__Task__.
Give back the full material, exactly as it reads.
==== Listing
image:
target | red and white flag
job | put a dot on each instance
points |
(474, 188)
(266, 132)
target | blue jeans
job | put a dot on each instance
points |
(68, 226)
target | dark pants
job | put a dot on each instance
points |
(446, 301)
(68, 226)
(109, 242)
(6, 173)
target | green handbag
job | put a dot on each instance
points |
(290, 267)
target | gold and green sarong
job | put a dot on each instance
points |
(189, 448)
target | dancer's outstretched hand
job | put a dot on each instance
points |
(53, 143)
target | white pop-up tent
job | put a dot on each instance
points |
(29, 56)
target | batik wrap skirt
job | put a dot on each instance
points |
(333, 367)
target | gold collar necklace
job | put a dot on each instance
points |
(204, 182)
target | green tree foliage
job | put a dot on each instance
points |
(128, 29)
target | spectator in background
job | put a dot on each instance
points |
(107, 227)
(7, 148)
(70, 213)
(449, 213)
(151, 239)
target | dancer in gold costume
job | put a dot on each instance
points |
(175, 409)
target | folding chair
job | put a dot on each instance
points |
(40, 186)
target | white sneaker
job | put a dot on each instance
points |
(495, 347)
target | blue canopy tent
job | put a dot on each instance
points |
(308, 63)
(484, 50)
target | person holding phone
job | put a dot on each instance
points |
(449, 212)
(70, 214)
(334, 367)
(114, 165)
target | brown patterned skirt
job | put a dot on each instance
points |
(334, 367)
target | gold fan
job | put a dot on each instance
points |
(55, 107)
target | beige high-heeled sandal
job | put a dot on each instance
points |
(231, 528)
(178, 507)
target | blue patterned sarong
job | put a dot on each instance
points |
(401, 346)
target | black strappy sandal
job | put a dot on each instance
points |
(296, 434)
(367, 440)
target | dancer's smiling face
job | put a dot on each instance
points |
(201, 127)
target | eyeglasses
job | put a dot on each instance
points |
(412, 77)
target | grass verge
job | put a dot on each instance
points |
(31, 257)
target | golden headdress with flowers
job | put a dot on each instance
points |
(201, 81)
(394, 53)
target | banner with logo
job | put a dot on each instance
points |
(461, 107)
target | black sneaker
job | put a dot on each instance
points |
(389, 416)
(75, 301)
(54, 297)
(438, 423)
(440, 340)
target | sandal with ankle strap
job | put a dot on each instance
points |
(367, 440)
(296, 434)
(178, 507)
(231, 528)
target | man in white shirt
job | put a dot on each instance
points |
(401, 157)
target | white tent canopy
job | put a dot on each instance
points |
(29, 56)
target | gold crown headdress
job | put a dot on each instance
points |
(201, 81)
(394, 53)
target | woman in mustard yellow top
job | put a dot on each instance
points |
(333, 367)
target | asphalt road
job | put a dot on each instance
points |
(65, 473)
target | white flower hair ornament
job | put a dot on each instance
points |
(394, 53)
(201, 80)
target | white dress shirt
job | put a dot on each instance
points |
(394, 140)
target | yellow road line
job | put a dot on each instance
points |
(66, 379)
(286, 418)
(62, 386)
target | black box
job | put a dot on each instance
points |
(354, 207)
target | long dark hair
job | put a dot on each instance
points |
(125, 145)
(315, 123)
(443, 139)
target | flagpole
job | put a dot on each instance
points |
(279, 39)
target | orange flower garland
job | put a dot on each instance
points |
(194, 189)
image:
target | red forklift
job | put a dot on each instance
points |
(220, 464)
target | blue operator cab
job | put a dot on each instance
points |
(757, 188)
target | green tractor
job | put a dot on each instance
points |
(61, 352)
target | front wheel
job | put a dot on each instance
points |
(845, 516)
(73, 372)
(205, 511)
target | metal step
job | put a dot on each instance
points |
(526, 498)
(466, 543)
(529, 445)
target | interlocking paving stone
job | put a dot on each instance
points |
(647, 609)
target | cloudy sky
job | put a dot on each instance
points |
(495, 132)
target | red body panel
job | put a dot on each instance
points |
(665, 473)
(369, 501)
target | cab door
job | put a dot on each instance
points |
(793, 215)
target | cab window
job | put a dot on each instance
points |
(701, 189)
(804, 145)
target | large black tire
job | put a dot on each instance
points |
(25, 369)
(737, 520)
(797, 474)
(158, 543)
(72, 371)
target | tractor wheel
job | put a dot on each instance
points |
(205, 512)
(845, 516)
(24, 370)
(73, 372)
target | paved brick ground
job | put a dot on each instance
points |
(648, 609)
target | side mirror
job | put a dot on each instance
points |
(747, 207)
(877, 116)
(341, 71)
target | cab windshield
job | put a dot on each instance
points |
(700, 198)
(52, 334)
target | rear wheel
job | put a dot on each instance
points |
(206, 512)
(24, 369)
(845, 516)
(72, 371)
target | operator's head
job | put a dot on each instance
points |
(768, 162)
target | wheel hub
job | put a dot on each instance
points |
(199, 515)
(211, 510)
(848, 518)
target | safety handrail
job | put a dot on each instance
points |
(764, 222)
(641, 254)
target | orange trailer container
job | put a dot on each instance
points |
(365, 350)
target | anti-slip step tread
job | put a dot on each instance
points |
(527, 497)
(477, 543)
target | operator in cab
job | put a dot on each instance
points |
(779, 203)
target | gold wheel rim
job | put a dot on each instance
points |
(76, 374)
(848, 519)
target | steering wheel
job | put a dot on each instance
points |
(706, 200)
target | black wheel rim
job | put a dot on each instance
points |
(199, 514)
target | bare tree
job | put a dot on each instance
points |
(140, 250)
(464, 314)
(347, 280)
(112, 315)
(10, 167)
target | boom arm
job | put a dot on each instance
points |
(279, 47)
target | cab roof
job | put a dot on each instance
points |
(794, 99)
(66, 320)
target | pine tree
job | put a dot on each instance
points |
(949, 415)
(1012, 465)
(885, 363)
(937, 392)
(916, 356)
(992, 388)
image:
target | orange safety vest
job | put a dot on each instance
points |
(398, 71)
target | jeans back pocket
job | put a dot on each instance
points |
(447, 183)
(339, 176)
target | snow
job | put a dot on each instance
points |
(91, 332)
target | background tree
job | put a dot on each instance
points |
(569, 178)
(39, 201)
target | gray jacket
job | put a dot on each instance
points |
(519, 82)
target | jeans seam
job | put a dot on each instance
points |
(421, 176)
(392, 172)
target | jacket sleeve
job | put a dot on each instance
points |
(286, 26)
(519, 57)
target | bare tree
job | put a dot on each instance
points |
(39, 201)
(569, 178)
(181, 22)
========
__Solution to the problem__.
image:
target | red and white flag
job | put a dot on each instance
points |
(474, 188)
(266, 132)
target | blue jeans
job | put a dot on each instance
points |
(68, 226)
target | dark pants
job | put a dot on each instance
points |
(446, 301)
(68, 226)
(109, 242)
(6, 173)
target | green handbag
job | put a dot on each instance
points |
(290, 267)
target | gold and green sarong
job | put a dot on each instance
points |
(189, 448)
target | dancer's outstretched hand
job | put a dot on each instance
points |
(53, 143)
target | white pop-up tent
job | put a dot on each instance
points |
(29, 56)
target | batik wrap skirt
job | put a dot on each instance
points |
(333, 367)
target | gold collar necklace
job | put a dot on each instance
points |
(204, 182)
target | green tree foliage
job | put a dot on each instance
points |
(128, 29)
target | spectator in background
job | put a dot on each instance
points |
(107, 227)
(7, 148)
(70, 213)
(449, 213)
(151, 239)
target | dancer in gold costume
job | put a dot on each instance
points |
(175, 409)
target | folding chair
job | put a dot on each instance
points |
(40, 186)
target | white sneaker
job | put a dot on each instance
points |
(495, 347)
target | blue canopy tent
job | put a dot on each instance
points |
(308, 63)
(484, 50)
target | person holding phone
job | put a dot on each instance
points |
(449, 212)
(70, 214)
(334, 367)
(114, 165)
target | brown patterned skirt
job | put a dot on each instance
points |
(334, 367)
target | gold fan
job | put a dot on each instance
points |
(55, 107)
target | beige high-heeled sandal
job | put a dot on each instance
points |
(231, 528)
(178, 507)
target | blue patterned sarong
job | put a dot on each instance
points |
(401, 346)
target | black strappy sandal
job | put a dot on each instance
points |
(296, 434)
(367, 440)
target | dancer's smiling face
job | put a dot on each instance
points |
(201, 127)
target | eyeglasses
job | put a dot on each instance
points |
(412, 77)
target | grass verge
job | put a dot on each instance
points |
(31, 257)
target | golden headdress with flowers
job | put a dot on each instance
points |
(201, 81)
(394, 53)
target | banner with logo
job | put a dot on each instance
points |
(461, 107)
target | black sneaker
job | put a dot on each instance
points |
(389, 416)
(75, 301)
(54, 297)
(438, 423)
(440, 340)
target | sandal with ankle strap
job | put a dot on each instance
points |
(367, 440)
(296, 434)
(178, 507)
(231, 528)
target | man in white shirt
job | put a dot on each instance
points |
(401, 157)
target | white tent canopy
job | put a dot on each instance
points |
(29, 56)
target | gold crown headdress
job | put a dot on each instance
points |
(201, 81)
(394, 53)
target | woman in mustard yellow top
job | put a dot on each instance
points |
(333, 367)
target | asphalt road
job | put a dot on each instance
points |
(65, 473)
target | white flower hair ornament
job | put a dot on each instance
points |
(394, 53)
(201, 80)
target | white dress shirt
job | put a dot on each instance
points |
(394, 140)
target | yellow road line
job | put a dot on each instance
points |
(66, 379)
(286, 418)
(62, 386)
target | black box
job | put a dot on each instance
points |
(354, 207)
target | long dark hair
job | put a dot on each instance
points |
(125, 145)
(315, 123)
(443, 139)
target | flagpole
job | put a dot on each instance
points |
(279, 39)
target | orange flower garland
job | put a dot on each instance
points |
(194, 189)
image:
target | red forklift
job | put a dot on each instance
points |
(220, 464)
target | blue operator cab
job | put a dot on each instance
points |
(757, 188)
target | green tractor
job | put a dot on each instance
points |
(61, 352)
target | front wheel
job | put a dot on each instance
points |
(845, 516)
(73, 372)
(205, 511)
target | metal step
job | put a dot on each instance
points |
(526, 498)
(466, 543)
(529, 445)
target | interlocking paving stone
job | put a dot on each instance
points |
(647, 609)
target | cloudy sky
job | put a dot on each instance
points |
(495, 132)
target | red body panel
job | put a dot on each instance
points |
(665, 473)
(369, 501)
target | cab door
job | put a dot on each instance
points |
(793, 215)
target | cab window
job | put a dot on each instance
points |
(701, 189)
(804, 145)
target | large black tire
job | put a dot on each instance
points |
(25, 369)
(737, 520)
(797, 474)
(158, 543)
(72, 371)
target | tractor wheel
job | put a dot on each instance
points |
(205, 512)
(845, 516)
(24, 370)
(73, 372)
target | paved brick ground
job | put a dot on each instance
points |
(648, 609)
target | side mirror
job | put a dot on each instance
points |
(747, 207)
(877, 116)
(341, 71)
target | cab windshield
job | put a dot on each instance
points |
(700, 198)
(52, 334)
target | rear wheel
job | put a dot on each instance
points |
(206, 512)
(24, 369)
(845, 516)
(72, 371)
target | operator's head
job | put a dot on each instance
points |
(768, 162)
target | wheel hub
job | put a dot on each instance
points |
(199, 515)
(211, 510)
(848, 518)
target | safety handrail
job | put a dot on each instance
points |
(764, 222)
(641, 254)
target | orange trailer container
job | put a dot on each instance
points |
(365, 350)
target | anti-slip step tread
job | put a dot on each instance
points |
(527, 497)
(477, 543)
target | operator in cab
job | put a dot on each instance
points |
(779, 203)
target | gold wheel rim
job | put a dot on each instance
points |
(76, 374)
(848, 519)
target | steering wheel
job | put a dot on each instance
points |
(706, 200)
target | black wheel rim
job | put a dot on each instance
points |
(199, 514)
target | bare tree
job | put a dot on each instance
points |
(140, 250)
(464, 314)
(347, 280)
(112, 315)
(10, 167)
target | boom arm
job | put a dot on each instance
points |
(279, 47)
target | cab roof
job | put a dot on each instance
points |
(794, 99)
(66, 320)
target | pine tree
job | put a dot on each instance
points |
(949, 415)
(1012, 465)
(885, 363)
(937, 392)
(916, 356)
(992, 388)
image:
target | orange safety vest
job | put a dot on each instance
points |
(398, 71)
target | jeans back pocket
job | put a dot on each instance
points |
(447, 183)
(339, 176)
target | snow
job | put a dot on each instance
points |
(91, 332)
target | background tree
job | put a dot on each instance
points |
(569, 178)
(39, 201)
target | gray jacket
job | put a dot on each instance
points |
(519, 82)
target | jeans seam
job | put a dot on each instance
points |
(421, 176)
(392, 172)
target | jacket sleeve
job | put a dot on each instance
points |
(286, 26)
(519, 57)
target | bare tree
job | put a dot on each instance
points |
(39, 201)
(569, 178)
(181, 22)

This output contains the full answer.